Each line from the top of the listing down to and including the line with "box: [475, 452, 530, 507]" must be duplicated exactly; pictures are to be skipped.

──────── Exercise materials

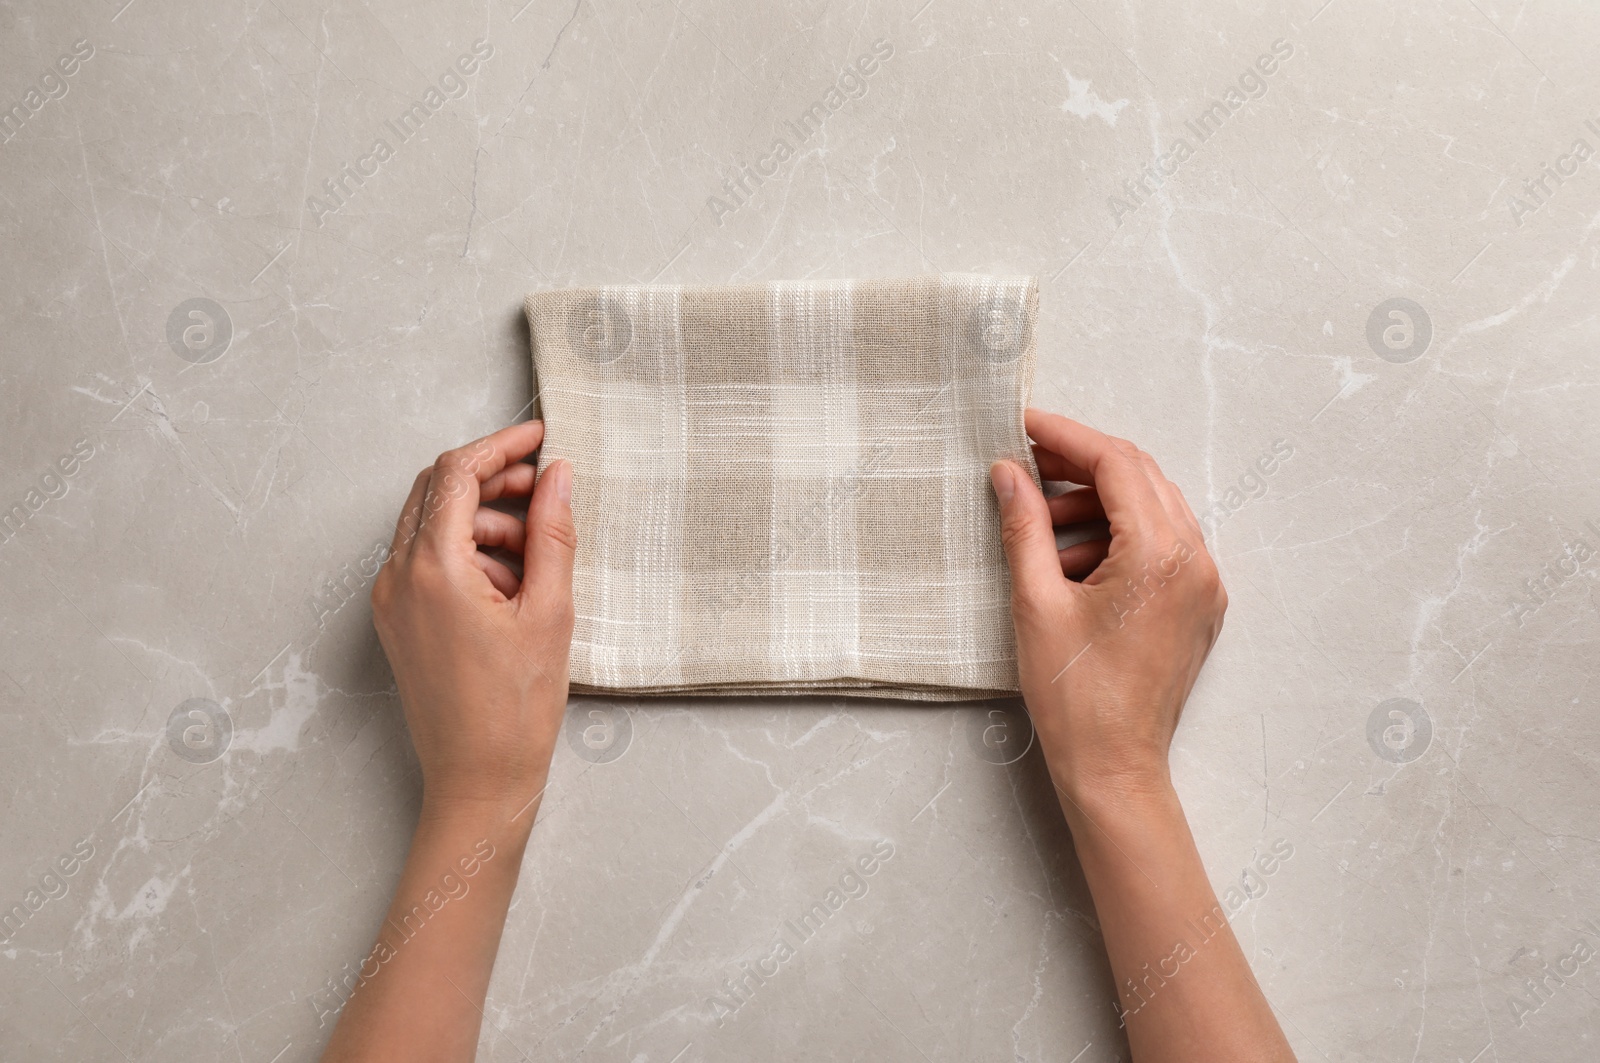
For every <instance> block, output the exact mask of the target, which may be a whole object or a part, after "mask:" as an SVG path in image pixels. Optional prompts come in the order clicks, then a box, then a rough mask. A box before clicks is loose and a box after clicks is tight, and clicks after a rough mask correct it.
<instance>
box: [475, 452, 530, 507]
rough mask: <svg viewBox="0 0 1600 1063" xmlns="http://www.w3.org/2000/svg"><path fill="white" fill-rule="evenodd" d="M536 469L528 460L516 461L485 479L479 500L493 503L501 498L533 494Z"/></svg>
mask: <svg viewBox="0 0 1600 1063" xmlns="http://www.w3.org/2000/svg"><path fill="white" fill-rule="evenodd" d="M534 472H536V469H534V467H533V466H531V464H528V463H526V461H514V463H510V464H509V466H506V467H504V469H501V471H499V472H496V474H494V475H491V477H490V479H486V480H483V485H482V487H480V488H478V501H480V503H491V501H496V499H499V498H526V496H528V495H533V480H534Z"/></svg>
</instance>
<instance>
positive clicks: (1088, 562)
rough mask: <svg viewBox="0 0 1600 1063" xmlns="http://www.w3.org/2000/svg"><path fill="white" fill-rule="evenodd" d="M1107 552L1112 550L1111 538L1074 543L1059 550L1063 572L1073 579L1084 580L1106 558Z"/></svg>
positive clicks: (1061, 566) (1062, 574) (1075, 579)
mask: <svg viewBox="0 0 1600 1063" xmlns="http://www.w3.org/2000/svg"><path fill="white" fill-rule="evenodd" d="M1107 552H1110V540H1088V541H1086V543H1074V544H1072V546H1069V548H1066V549H1062V551H1061V552H1059V554H1061V573H1062V575H1064V576H1067V578H1072V580H1082V578H1083V576H1086V575H1090V573H1091V572H1094V568H1096V567H1098V565H1099V564H1101V562H1102V560H1106V554H1107Z"/></svg>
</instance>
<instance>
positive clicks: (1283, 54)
mask: <svg viewBox="0 0 1600 1063" xmlns="http://www.w3.org/2000/svg"><path fill="white" fill-rule="evenodd" d="M1293 54H1294V43H1293V42H1290V40H1285V38H1283V37H1280V38H1277V40H1275V42H1272V51H1270V53H1266V51H1264V53H1261V54H1259V56H1256V62H1254V67H1253V69H1251V67H1245V70H1243V72H1242V74H1240V75H1238V77H1237V78H1235V82H1237V85H1229V86H1227V91H1224V93H1222V99H1214V98H1213V99H1211V106H1210V107H1206V109H1205V110H1202V112H1200V114H1198V115H1195V117H1194V118H1190V120H1187V122H1184V128H1186V130H1187V131H1189V133H1192V134H1194V138H1195V142H1194V144H1190V142H1189V138H1187V136H1178V139H1176V141H1173V146H1171V147H1170V149H1168V150H1166V152H1163V154H1162V155H1157V158H1155V162H1154V163H1146V165H1144V168H1141V170H1139V173H1136V174H1134V176H1131V178H1128V179H1126V181H1123V183H1122V191H1123V192H1125V194H1126V197H1128V199H1123V197H1120V195H1110V197H1107V199H1106V207H1109V208H1110V219H1112V227H1122V223H1123V221H1125V219H1126V218H1130V216H1131V215H1134V213H1136V211H1138V210H1139V208H1141V207H1144V205H1146V203H1147V202H1149V200H1150V197H1154V195H1155V192H1157V191H1158V189H1160V187H1162V186H1163V184H1166V179H1168V178H1171V176H1176V174H1178V171H1179V170H1181V168H1182V165H1184V163H1186V162H1189V160H1190V158H1194V155H1195V152H1197V150H1198V147H1200V144H1205V142H1206V141H1210V139H1211V138H1213V136H1216V134H1218V133H1221V131H1222V126H1224V125H1226V123H1227V120H1229V118H1232V117H1234V115H1235V114H1238V112H1240V110H1243V109H1245V106H1246V104H1248V102H1251V101H1253V99H1261V98H1262V96H1266V94H1267V78H1269V77H1272V75H1274V74H1277V72H1278V64H1280V62H1283V61H1286V59H1288V58H1290V56H1293ZM1258 70H1259V74H1258Z"/></svg>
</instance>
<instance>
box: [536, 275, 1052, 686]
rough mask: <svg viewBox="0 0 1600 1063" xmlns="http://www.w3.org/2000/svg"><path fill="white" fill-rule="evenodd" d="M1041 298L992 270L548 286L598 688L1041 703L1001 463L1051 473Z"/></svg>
mask: <svg viewBox="0 0 1600 1063" xmlns="http://www.w3.org/2000/svg"><path fill="white" fill-rule="evenodd" d="M1037 306H1038V288H1037V285H1035V282H1034V279H1030V277H976V275H944V277H925V279H909V280H845V282H818V283H766V285H742V287H707V288H688V287H667V285H645V287H613V288H578V290H568V291H538V293H533V295H530V296H528V299H526V312H528V327H530V331H531V338H533V363H534V381H536V394H538V399H539V403H541V411H542V416H544V424H546V437H544V447H542V450H541V453H539V466H541V469H542V467H546V466H549V463H550V461H554V459H557V458H566V459H568V461H571V463H573V520H574V523H576V527H578V559H576V572H574V580H573V592H574V597H576V612H578V616H576V628H574V632H573V653H571V687H573V690H574V692H589V693H594V692H610V693H634V695H646V693H648V695H675V693H694V695H754V693H811V692H832V693H851V695H866V696H878V698H906V700H918V701H954V700H966V698H986V696H1003V695H1011V693H1016V690H1018V676H1016V647H1014V640H1013V631H1011V613H1010V578H1008V572H1006V564H1005V556H1003V552H1002V546H1000V523H998V509H997V506H995V499H994V493H992V490H990V487H989V466H990V463H992V461H995V459H997V458H1011V459H1013V461H1016V463H1019V464H1021V466H1022V467H1024V469H1027V471H1029V472H1030V474H1032V475H1034V479H1035V480H1037V479H1038V469H1037V467H1035V464H1034V456H1032V451H1030V450H1029V443H1027V434H1026V431H1024V427H1022V410H1024V408H1026V407H1027V399H1029V392H1030V391H1032V379H1034V357H1035V355H1034V331H1035V330H1034V322H1035V314H1037Z"/></svg>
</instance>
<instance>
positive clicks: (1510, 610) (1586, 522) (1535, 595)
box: [1507, 520, 1600, 628]
mask: <svg viewBox="0 0 1600 1063" xmlns="http://www.w3.org/2000/svg"><path fill="white" fill-rule="evenodd" d="M1584 528H1587V530H1589V533H1590V535H1594V536H1595V541H1600V528H1597V527H1595V522H1594V520H1586V522H1584ZM1595 557H1600V548H1595V546H1594V544H1590V543H1589V540H1586V538H1584V536H1581V535H1579V536H1578V538H1574V540H1573V541H1570V543H1565V544H1563V546H1562V556H1560V557H1557V559H1555V560H1549V562H1544V565H1542V567H1541V568H1539V575H1536V576H1528V578H1526V580H1523V581H1522V586H1523V591H1526V596H1525V597H1520V599H1517V600H1515V602H1514V604H1512V607H1510V612H1509V613H1507V615H1509V616H1515V618H1517V626H1518V628H1522V626H1523V624H1526V623H1528V618H1531V616H1533V615H1534V613H1538V612H1539V610H1541V608H1544V605H1546V604H1547V602H1550V600H1552V599H1554V597H1555V596H1557V592H1560V589H1562V588H1563V586H1565V584H1566V583H1568V581H1571V580H1576V578H1578V575H1579V573H1581V572H1582V570H1584V565H1587V564H1589V562H1590V560H1594V559H1595Z"/></svg>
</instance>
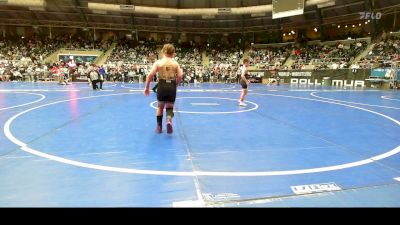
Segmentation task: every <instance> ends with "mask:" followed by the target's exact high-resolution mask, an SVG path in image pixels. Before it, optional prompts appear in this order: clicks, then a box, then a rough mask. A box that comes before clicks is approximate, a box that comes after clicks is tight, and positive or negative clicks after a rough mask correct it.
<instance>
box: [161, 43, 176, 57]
mask: <svg viewBox="0 0 400 225" xmlns="http://www.w3.org/2000/svg"><path fill="white" fill-rule="evenodd" d="M161 53H163V54H166V55H173V54H174V53H175V47H174V46H173V45H172V44H165V45H164V47H163V48H162V50H161Z"/></svg>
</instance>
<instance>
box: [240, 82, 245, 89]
mask: <svg viewBox="0 0 400 225" xmlns="http://www.w3.org/2000/svg"><path fill="white" fill-rule="evenodd" d="M240 85H242V88H243V89H247V83H246V82H245V81H244V80H240Z"/></svg>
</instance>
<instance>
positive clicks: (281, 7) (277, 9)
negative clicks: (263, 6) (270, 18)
mask: <svg viewBox="0 0 400 225" xmlns="http://www.w3.org/2000/svg"><path fill="white" fill-rule="evenodd" d="M303 13H304V0H272V19H278V18H282V17H289V16H297V15H302V14H303Z"/></svg>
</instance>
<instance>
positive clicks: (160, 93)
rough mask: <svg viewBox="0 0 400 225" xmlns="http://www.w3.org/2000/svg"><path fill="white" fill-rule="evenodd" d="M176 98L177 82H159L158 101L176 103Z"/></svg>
mask: <svg viewBox="0 0 400 225" xmlns="http://www.w3.org/2000/svg"><path fill="white" fill-rule="evenodd" d="M175 98H176V81H175V80H172V81H166V80H161V79H160V80H159V81H158V88H157V100H158V101H159V102H171V103H174V102H175Z"/></svg>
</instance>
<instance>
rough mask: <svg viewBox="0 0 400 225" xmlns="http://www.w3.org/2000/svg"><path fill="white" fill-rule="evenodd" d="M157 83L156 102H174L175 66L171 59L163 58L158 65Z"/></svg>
mask: <svg viewBox="0 0 400 225" xmlns="http://www.w3.org/2000/svg"><path fill="white" fill-rule="evenodd" d="M158 68H159V70H158V73H159V82H158V89H157V100H158V101H160V102H171V103H173V102H175V98H176V74H177V66H176V63H175V62H174V61H172V59H171V58H167V57H166V58H163V59H162V60H160V61H159V65H158Z"/></svg>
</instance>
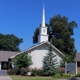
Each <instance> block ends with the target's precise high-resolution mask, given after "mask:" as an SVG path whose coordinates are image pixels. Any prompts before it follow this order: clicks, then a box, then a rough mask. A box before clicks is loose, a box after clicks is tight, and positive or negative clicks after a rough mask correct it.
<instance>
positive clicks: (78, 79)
mask: <svg viewBox="0 0 80 80" xmlns="http://www.w3.org/2000/svg"><path fill="white" fill-rule="evenodd" d="M69 80H79V79H77V78H75V77H73V78H71V79H69Z"/></svg>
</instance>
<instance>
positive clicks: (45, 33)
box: [38, 5, 48, 43]
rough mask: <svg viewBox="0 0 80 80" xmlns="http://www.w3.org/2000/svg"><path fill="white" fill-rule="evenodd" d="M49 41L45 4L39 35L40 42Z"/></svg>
mask: <svg viewBox="0 0 80 80" xmlns="http://www.w3.org/2000/svg"><path fill="white" fill-rule="evenodd" d="M44 41H48V35H47V27H46V26H45V9H44V5H43V12H42V24H41V27H40V28H39V36H38V43H41V42H44Z"/></svg>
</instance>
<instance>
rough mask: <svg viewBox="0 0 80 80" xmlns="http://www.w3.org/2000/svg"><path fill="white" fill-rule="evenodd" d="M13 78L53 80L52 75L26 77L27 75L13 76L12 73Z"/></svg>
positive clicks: (17, 79)
mask: <svg viewBox="0 0 80 80" xmlns="http://www.w3.org/2000/svg"><path fill="white" fill-rule="evenodd" d="M11 78H12V79H13V80H54V79H53V78H52V77H27V76H15V75H12V76H11Z"/></svg>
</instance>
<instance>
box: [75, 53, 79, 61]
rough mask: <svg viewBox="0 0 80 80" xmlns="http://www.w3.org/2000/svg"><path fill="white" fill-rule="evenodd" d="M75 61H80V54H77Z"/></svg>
mask: <svg viewBox="0 0 80 80" xmlns="http://www.w3.org/2000/svg"><path fill="white" fill-rule="evenodd" d="M74 61H80V52H79V53H76V57H75V59H74Z"/></svg>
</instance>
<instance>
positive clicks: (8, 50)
mask: <svg viewBox="0 0 80 80" xmlns="http://www.w3.org/2000/svg"><path fill="white" fill-rule="evenodd" d="M22 42H23V40H22V39H21V38H18V37H16V36H14V35H13V34H7V35H4V34H1V33H0V50H3V51H20V49H19V45H20V43H22Z"/></svg>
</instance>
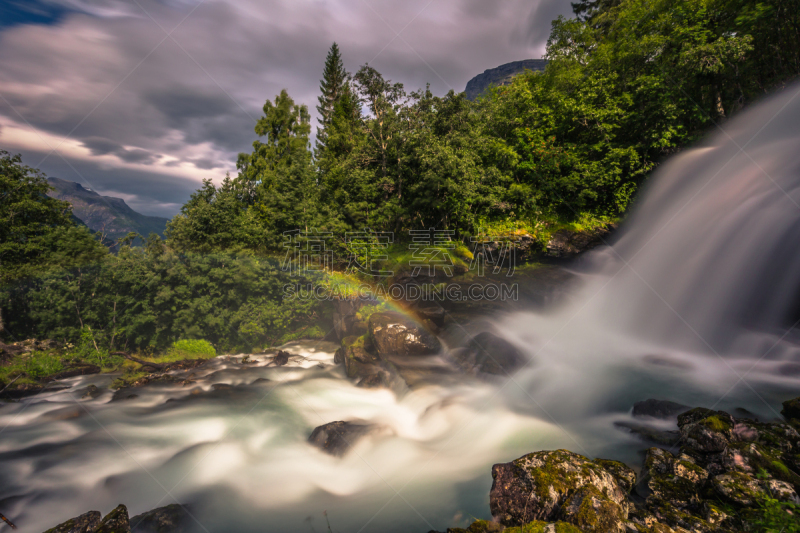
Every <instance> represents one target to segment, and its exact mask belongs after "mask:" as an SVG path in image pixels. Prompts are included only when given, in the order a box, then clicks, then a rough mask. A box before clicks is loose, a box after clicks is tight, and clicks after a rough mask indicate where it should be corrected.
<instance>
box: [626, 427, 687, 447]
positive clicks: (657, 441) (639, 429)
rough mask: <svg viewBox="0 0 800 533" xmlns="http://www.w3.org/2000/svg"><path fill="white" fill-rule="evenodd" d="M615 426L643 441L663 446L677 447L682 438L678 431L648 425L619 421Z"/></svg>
mask: <svg viewBox="0 0 800 533" xmlns="http://www.w3.org/2000/svg"><path fill="white" fill-rule="evenodd" d="M614 425H615V426H616V427H618V428H622V429H625V430H627V431H629V432H630V433H633V434H634V435H636V436H637V437H640V438H641V439H643V440H646V441H649V442H653V443H655V444H661V445H663V446H670V447H672V446H675V445H676V444H677V443H678V441H679V440H680V438H681V434H680V432H678V431H672V430H666V429H659V428H657V427H652V426H648V425H646V424H637V423H635V422H627V421H622V420H620V421H617V422H614Z"/></svg>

────────────────

▶ **Answer box**:
For every <instance> block, output the exact mask of the target, which may be a whole object or a part, after "mask:" as an SVG path in image pixels. Optional prompts come in the order clicks, then a box, then a rough mask. A box before clicks is loose and a box after clicks is tight, and clicks after a rough mask correct it.
<instance>
box: [475, 452, 530, 507]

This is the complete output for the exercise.